WRITTEN PROBLEM: Copy each of the items below word for word. Keep every line and character unchanged.

Entries for pointing at labeled objects:
☆ ☆ ☆ ☆ ☆ ☆ ☆

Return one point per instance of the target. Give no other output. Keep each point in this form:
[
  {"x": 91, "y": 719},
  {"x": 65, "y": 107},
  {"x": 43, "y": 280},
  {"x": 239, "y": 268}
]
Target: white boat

☆ ☆ ☆ ☆ ☆ ☆ ☆

ANSWER IN FULL:
Return one point per instance of the target. Give no other output. Keep each point in this form:
[
  {"x": 91, "y": 719},
  {"x": 65, "y": 107},
  {"x": 43, "y": 280},
  {"x": 239, "y": 268}
]
Target: white boat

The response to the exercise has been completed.